> _INSTRUCTION 1_:
In the iomap patch message, what does the splice code translate EFAULT into before passing it out to userspace?

### DOCUMENT SEGMENT

[Cluster-devel] [PATCH v2 2/2] iomap: partially revert 4721a601099 (simulated directio short read on EFAULT)
Zorro Lang
zlang at redhat.com
Thu Aug 29 01:36:04 UTC 2019
On Wed, Aug 28, 2019 at 07:23:32AM -0700, Darrick J. Wong wrote:
> On Wed, Aug 21, 2019 at 10:23:49PM +0200, Andreas Grünbacher wrote:
> > Hi Darrick,
> >
> > Am So., 2. Dez. 2018 um 19:13 Uhr schrieb Darrick J. Wong
> > <darrick.wong at oracle.com>:
> > > From: Darrick J. Wong <darrick.wong at oracle.com>
> > >
> > > In commit 4721a601099, we tried to fix a problem wherein directio reads
> > > into a splice pipe will bounce EFAULT/EAGAIN all the way out to
> > > userspace by simulating a zero-byte short read. This happens because
> > > some directio read implementations (xfs) will call
> > > bio_iov_iter_get_pages to grab pipe buffer pages and issue asynchronous
> > > reads, but as soon as we run out of pipe buffers that _get_pages call
> > > returns EFAULT, which the splice code translates to EAGAIN and bounces
> > > out to userspace.
> > >
> > > In that commit, the iomap code catches the EFAULT and simulates a
> > > zero-byte read, but that causes assertion errors on regular splice reads
> > > because xfs doesn't allow short directio reads. This causes infinite
> > > splice() loops and assertion failures on generic/095 on overlayfs
> > > because xfs only permit total success or total failure of a directio
> > > operation. The underlying issue in the pipe splice code has now been
> > > fixed by changing the pipe splice loop to avoid avoid reading more data
> > > than there is space in the pipe.
> > >
> > > Therefore, it's no longer necessary to simulate the short directio, so
> > > remove the hack from iomap.
> > >
> > > Fixes: 4721a601099 ("iomap: dio data corruption and spurious errors when pipes fill")

######
### RECORDS SUPPLIED

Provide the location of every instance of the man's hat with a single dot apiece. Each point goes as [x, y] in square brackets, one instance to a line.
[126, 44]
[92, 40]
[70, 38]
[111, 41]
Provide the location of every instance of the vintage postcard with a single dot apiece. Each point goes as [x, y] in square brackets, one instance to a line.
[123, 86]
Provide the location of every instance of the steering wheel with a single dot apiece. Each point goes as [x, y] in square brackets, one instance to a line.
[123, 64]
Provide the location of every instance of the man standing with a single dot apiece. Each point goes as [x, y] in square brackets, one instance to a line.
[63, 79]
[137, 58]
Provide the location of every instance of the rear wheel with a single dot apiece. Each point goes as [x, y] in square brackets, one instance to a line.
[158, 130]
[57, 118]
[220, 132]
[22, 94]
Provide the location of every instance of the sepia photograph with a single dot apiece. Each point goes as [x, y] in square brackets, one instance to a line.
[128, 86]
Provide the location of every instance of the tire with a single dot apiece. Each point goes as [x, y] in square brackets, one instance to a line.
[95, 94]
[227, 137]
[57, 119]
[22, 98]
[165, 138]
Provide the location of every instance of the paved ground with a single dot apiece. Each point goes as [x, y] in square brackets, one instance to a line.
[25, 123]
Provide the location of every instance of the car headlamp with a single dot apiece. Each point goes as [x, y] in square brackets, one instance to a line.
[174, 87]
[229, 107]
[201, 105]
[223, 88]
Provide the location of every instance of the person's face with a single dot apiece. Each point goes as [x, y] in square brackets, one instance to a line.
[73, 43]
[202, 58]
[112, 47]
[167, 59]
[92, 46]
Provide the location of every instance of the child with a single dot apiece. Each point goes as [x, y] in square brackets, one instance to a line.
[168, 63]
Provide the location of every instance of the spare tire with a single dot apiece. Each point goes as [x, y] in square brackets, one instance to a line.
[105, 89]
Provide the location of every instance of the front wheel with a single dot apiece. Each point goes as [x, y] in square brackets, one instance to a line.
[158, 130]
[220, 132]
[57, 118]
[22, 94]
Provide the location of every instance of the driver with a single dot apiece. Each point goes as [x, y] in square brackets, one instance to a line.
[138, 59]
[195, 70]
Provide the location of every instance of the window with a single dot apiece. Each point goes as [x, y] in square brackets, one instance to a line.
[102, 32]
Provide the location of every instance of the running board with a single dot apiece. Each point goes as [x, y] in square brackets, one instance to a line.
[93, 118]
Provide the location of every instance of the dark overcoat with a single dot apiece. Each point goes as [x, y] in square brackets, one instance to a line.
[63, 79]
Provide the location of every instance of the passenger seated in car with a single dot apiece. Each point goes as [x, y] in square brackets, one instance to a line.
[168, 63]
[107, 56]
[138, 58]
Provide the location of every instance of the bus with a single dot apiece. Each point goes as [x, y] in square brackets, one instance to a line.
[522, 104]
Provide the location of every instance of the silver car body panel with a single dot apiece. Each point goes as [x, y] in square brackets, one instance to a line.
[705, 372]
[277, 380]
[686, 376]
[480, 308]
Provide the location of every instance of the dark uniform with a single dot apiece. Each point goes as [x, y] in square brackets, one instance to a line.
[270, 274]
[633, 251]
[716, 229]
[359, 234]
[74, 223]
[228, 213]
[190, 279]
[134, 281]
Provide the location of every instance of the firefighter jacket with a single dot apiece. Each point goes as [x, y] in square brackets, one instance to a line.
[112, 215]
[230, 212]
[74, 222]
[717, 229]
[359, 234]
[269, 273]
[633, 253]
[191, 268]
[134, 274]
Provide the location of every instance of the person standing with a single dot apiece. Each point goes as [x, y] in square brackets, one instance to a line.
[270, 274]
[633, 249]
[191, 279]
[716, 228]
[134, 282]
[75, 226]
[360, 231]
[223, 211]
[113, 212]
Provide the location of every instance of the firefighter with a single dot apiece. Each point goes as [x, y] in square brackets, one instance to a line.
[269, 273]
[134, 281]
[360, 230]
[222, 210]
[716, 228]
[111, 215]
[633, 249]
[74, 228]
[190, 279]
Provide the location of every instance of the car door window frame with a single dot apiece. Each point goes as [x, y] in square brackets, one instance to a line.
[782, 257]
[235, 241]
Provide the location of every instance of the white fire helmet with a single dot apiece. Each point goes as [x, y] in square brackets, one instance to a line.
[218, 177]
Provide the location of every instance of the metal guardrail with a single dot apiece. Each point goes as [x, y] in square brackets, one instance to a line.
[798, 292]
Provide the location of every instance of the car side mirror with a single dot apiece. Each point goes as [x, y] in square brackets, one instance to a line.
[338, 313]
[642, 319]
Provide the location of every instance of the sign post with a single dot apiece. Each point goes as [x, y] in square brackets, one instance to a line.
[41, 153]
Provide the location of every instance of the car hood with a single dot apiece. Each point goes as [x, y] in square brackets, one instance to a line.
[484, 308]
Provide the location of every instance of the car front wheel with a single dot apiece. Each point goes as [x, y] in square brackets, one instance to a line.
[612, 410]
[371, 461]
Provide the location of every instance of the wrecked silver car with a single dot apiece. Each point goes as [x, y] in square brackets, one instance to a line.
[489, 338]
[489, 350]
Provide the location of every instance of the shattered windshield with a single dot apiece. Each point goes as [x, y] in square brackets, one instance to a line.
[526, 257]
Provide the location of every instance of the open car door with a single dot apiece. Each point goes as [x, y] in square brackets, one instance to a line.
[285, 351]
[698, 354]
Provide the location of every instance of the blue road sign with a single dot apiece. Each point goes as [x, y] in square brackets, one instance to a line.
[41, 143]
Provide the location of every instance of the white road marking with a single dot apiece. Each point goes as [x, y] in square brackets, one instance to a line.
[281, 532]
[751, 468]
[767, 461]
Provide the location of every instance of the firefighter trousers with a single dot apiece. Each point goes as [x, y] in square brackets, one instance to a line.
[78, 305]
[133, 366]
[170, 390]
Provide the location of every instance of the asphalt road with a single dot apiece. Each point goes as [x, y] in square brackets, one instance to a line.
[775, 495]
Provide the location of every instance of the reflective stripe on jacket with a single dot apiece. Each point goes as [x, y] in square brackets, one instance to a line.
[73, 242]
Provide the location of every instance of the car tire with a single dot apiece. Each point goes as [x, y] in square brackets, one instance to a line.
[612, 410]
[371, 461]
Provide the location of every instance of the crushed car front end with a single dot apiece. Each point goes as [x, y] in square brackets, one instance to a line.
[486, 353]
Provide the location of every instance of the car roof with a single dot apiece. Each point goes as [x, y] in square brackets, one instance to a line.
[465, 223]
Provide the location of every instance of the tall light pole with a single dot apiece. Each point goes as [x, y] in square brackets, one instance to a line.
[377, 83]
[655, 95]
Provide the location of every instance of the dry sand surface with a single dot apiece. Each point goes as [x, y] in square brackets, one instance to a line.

######

> _INSTRUCTION 2_:
Set down, unchanged, everything in the listing from the line containing "Provide the location of every instance of the asphalt" down to the end of the listing.

> _REPLY 1_:
EAGAIN

> _REPLY 2_:
Provide the location of every instance of the asphalt road with a single dot apiece. Each point goes as [x, y] in square brackets, one instance to a line.
[775, 495]
Provide the location of every instance of the reflective stripe on jacket with a single dot apiece. Each point goes as [x, y] in square brackets, one instance to a line.
[73, 242]
Provide the location of every instance of the car tire with a single dot apiece. Each point goes as [x, y] in square brackets, one instance to a line.
[612, 410]
[371, 461]
Provide the location of every instance of the crushed car front end with a single dot apiece. Each point goes as [x, y] in square brackets, one instance to a line.
[486, 353]
Provide the location of every instance of the car roof with a single dot apiece. Each point goes as [x, y] in square brackets, one instance to a line.
[465, 223]
Provide the location of every instance of the tall light pole with a single dot apiece. Each point goes as [x, y] in square brackets, one instance to a line.
[377, 83]
[655, 95]
Provide the location of every instance of the dry sand surface with a single dot apiece. Each point goes as [x, y] in square brackets, one instance to a line.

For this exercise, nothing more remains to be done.